Entnahme von Daten aus einer geschützten Datenbank? ^

[6]
Im Hinblick auf das Urheberrecht wird in den obigen Fällen davon ausgegangen, dass es sich um Verletzungen von Rechten an einer geschützten Datenbank handeln könnte. Diese wird entweder als geschützt festgestellt, oder es wird von einer genauen Prüfung abgesehen, da selbst bei vorliegen einer solchen Datenbank die Aktionen urheberrechtlich erlaubt wären.
[7]
Für ein Verbot wäre es u.A. erforderlich, dass wesentliche Teile der Datenbank entnommen und vervielfältigt oder öffentlich wiedergegeben werden [Hermann]. Eine derartige «Entnahme» von Daten liegt dann vor, wenn sich jemand ohne Zustimmung des Berechtigten Ergebnisse der Investition aneignet oder diese veröffentlicht (EuGH 9.11.2004, Rs. C-203/02, BHB Pferdewetten). Dies liegt bei «screen scraping» zweifellos vor, da eine Zustimmung meist nicht nachweisbar ist bzw. über AGBs oder einseitige Erklärungen jedes automatisierte Auslesen verboten wird, und die Informationen an eine unbestimmte Anzahl an Internetnutzern weitergeleitet werden. Im Gegensatz zur Entscheidung Paperboy (17.7.2003, I ZR 259/00 bzw. Meteodata, OGH 17.12.2002, 4 Ob 248/02b) wird hier eben nicht zu den Informationen direkt verlinkt, sondern diese Daten tatsächlich kopiert, ev. umformatiert oder umgestaltet, und erneut zur Anzeige gebracht – auch wenn oft ein Link zur Quelle, bzw. zusätzlichen nicht übernommenen Details, enthalten ist.

■ Listenauszüge:

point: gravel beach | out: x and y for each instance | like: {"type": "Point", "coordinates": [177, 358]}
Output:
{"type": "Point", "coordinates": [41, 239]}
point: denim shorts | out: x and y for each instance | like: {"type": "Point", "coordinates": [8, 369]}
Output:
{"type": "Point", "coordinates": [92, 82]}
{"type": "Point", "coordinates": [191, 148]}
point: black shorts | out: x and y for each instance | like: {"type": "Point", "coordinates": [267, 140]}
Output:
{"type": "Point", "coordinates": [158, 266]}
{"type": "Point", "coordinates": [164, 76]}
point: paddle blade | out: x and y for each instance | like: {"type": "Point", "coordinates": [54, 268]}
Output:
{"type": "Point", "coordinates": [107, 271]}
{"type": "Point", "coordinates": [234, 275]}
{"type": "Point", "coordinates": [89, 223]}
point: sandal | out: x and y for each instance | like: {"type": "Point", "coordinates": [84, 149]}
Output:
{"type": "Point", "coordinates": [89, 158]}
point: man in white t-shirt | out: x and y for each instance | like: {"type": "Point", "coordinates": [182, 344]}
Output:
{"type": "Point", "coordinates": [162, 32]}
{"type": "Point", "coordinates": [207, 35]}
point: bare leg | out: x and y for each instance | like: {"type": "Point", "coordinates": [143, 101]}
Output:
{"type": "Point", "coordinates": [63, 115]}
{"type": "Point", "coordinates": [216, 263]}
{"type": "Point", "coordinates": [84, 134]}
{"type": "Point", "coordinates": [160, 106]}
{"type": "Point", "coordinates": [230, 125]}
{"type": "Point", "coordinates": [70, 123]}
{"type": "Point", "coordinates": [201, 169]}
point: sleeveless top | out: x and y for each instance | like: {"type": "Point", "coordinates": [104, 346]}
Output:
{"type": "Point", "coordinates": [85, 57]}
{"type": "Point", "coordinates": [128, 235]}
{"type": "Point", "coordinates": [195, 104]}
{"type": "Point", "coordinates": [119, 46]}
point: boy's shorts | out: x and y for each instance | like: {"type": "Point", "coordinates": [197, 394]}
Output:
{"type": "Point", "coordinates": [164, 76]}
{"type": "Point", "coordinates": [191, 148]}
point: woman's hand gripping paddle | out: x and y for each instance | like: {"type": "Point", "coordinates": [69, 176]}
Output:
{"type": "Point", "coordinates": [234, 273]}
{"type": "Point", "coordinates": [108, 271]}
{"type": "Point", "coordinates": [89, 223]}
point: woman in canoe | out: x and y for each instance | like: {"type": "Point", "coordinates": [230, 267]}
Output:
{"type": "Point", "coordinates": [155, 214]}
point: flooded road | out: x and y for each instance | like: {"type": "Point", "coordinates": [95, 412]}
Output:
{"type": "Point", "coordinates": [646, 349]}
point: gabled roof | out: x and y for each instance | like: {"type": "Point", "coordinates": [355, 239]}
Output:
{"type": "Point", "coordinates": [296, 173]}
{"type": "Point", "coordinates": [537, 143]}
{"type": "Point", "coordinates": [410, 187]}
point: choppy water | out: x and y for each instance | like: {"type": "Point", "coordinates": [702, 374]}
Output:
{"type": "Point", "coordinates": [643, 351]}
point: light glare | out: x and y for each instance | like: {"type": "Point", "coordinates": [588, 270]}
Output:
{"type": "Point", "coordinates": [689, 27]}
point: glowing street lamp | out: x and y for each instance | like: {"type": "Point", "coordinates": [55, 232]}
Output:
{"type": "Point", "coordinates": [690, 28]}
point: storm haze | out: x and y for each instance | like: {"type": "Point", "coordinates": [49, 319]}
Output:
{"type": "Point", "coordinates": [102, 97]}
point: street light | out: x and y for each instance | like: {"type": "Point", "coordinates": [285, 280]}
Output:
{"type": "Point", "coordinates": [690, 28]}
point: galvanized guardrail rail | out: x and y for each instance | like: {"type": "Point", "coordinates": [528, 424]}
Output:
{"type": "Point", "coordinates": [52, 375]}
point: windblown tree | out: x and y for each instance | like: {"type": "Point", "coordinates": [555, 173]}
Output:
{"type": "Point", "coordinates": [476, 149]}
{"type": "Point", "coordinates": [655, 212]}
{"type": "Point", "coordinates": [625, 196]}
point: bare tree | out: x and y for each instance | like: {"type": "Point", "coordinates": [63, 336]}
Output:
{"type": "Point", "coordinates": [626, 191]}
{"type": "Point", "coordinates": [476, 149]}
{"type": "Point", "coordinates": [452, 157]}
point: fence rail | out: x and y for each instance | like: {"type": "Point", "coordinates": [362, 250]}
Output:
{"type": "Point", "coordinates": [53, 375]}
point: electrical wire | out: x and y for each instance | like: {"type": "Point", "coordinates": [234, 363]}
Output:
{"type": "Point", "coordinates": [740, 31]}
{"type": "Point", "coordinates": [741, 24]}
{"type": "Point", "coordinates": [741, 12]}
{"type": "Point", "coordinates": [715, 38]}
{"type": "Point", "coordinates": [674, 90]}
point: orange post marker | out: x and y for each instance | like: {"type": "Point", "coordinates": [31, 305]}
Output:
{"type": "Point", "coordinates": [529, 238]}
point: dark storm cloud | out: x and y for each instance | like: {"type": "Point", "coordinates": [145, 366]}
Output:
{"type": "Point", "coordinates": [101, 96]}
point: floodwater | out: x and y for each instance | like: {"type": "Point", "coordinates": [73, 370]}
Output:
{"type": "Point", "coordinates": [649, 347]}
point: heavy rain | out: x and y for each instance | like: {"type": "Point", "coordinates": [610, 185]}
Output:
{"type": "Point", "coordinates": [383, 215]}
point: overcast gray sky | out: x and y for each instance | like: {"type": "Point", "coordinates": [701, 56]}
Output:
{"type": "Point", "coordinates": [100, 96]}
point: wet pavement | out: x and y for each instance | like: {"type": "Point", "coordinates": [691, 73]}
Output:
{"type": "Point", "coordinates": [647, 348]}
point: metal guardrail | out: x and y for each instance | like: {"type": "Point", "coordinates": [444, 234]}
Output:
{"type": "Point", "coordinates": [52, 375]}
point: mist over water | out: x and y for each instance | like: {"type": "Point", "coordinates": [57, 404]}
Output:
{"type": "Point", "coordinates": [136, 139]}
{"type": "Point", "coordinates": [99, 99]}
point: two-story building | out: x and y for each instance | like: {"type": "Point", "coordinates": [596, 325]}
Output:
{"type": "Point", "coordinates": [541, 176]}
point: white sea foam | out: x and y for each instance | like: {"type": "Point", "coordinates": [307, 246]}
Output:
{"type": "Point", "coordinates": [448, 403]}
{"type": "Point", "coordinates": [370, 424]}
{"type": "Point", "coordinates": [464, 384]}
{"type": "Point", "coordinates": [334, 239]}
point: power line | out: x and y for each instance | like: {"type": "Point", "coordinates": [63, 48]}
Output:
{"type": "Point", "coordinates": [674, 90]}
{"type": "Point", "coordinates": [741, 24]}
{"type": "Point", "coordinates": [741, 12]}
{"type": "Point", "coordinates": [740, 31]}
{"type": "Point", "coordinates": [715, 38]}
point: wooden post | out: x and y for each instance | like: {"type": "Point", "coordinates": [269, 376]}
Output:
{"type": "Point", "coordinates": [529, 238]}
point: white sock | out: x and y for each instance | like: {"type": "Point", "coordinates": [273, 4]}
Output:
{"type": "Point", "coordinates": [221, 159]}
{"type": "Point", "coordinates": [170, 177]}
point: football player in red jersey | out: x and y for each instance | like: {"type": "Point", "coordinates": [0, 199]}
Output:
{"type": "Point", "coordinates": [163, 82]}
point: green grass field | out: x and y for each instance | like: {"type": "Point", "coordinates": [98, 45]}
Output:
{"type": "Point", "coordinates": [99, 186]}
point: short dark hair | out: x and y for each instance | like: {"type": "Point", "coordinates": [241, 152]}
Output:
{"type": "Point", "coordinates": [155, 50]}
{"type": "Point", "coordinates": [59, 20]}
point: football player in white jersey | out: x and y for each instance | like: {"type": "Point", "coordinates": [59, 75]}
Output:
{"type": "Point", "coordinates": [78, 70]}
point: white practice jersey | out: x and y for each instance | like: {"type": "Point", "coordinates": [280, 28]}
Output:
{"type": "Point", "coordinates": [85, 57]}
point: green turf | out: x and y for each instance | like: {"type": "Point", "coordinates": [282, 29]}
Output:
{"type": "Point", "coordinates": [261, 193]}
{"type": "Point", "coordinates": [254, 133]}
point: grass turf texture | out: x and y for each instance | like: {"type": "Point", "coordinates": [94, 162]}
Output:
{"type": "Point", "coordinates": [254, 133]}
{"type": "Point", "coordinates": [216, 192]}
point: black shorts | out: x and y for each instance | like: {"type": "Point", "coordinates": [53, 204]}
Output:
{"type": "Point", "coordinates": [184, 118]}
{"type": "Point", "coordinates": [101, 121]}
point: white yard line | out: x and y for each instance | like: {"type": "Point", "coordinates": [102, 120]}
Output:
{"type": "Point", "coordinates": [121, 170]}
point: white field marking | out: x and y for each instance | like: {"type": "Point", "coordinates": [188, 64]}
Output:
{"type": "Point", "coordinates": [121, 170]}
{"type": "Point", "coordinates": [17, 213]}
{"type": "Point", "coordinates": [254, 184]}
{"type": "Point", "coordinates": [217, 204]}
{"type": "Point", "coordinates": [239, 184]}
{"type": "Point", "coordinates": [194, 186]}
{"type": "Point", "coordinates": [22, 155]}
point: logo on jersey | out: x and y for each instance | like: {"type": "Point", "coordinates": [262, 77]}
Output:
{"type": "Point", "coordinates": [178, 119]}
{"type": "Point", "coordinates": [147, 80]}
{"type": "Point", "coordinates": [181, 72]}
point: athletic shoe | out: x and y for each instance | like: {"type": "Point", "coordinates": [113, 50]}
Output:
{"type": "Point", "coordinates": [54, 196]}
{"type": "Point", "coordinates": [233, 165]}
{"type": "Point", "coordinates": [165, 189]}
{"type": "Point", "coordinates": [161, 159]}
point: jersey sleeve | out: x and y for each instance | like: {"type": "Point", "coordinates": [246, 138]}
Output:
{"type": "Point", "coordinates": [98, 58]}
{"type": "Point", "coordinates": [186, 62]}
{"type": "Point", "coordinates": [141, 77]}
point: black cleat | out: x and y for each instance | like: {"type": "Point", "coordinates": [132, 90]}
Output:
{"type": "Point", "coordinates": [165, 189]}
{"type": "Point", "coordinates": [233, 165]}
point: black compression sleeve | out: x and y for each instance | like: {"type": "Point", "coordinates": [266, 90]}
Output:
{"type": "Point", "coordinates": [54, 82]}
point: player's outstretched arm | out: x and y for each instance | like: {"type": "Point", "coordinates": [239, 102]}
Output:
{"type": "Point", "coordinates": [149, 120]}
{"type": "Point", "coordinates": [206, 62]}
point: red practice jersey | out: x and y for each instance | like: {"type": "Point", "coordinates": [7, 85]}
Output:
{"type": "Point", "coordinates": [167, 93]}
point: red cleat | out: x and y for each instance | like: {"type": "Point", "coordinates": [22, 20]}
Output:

■ Schriftlicher Auftrag 1:
Bearbeite im Quellenauszug zum Datenbankschutz die Passage von "Entnahme von Daten" bis einschließlich "urheberrechtlich erlaubt wären.". Gib sie wieder und setze dabei "geschützten Datensammlung" an die Stelle von "geschützten Datenbank".
■ Schriftlicher Auftrag 2:
Stimmen die folgenden Aussagen mit dem Quellenauszug zum Datenbankschutz überein? Beantworte jede mit Ja oder Nein und zitiere die ausschlaggebenden Worte. (a) Eine Entnahme liegt vor, wenn sich jemand ohne Zustimmung des Berechtigten Ergebnisse der Investition aneignet. (b) Beim screen scraping wird direkt zu den Informationen verlinkt. (c) Für ein Verbot reicht es, unwesentliche Teile der Datenbank zu entnehmen.
■ Schriftlicher Auftrag 3:
Schreibe den Quellenauszug zum Datenbankschutz im Anschluss an seinen letzten Satz weiter.

■ Ergebnis 1:
Entnahme von Daten aus einer geschützten Datensammlung? ^

[6]
Im Hinblick auf das Urheberrecht wird in den obigen Fällen davon ausgegangen, dass es sich um Verletzungen von Rechten an einer geschützten Datensammlung handeln könnte. Diese wird entweder als geschützt festgestellt, oder es wird von einer genauen Prüfung abgesehen, da selbst bei vorliegen einer solchen Datenbank die Aktionen urheberrechtlich erlaubt wären.

■ Ergebnis 2:
(a) Ja: „wenn sich jemand ohne Zustimmung des Berechtigten Ergebnisse der Investition aneignet oder diese veröffentlicht“
(b) Nein: „wird hier eben nicht zu den Informationen direkt verlinkt, sondern diese Daten tatsächlich kopiert“
(c) Nein: „dass wesentliche Teile der Datenbank entnommen und vervielfältigt oder öffentlich wiedergegeben werden“

■ Ergebnis 3:
[8]
Darüber hinaus ist es jedoch erforderlich, dass es sich bei den entnommenen und wieder ins Internet gestellten Daten um nach Art oder Umfang wesentliche Teile der Datenbank handelt. Würde die gesamte Datenbank ausgelesen und erneut zur Anzeige gebracht («lokale Kopie»), so läge dies jedenfalls vor. In den behandelten (und praktisch meist vorkommenden) Fällen erfolgte die Anfrage jedoch «live», d.h. ein Besucher gab auf der Webseite eine Anfrage ein, diese wurde weitergeleitet, die Antwort umgearbeitet und das Resultat anschließend dargestellt. Jeder einzelne dieser Benutzer greift daher lediglich auf einen winzigen Teil der Datenbank zu (Ausnahme: Wenn Gesamtabfragen möglich sind!). Dies gilt selbst bei automatisierter und häufiger Abfrage, sofern es sich immer um die gleichen Daten handelt: Regelmäßige Prüfung auf neue Ergebnisse. Verboten wäre jedoch eine kumulative Abfrage, also wenn über dauernd neue Abfragen sukzessive die gesamte Datenbank ausgelesen würde (z.B. Abfrage 1: Alle Artikel die mit «A» beginnen, 5 Min. später Abfrage 2: Alle die mit «B» beginnen etc.): Dies wird praktisch bei derartigen Websites kaum vorkommen. Etwas anderes gilt für Preisvergleichs-Websites o.Ä., welche sehr wohl eine derart umfassende Vervielfältigung der Datenbank anstreben (und sich daher vertraglich absichern!).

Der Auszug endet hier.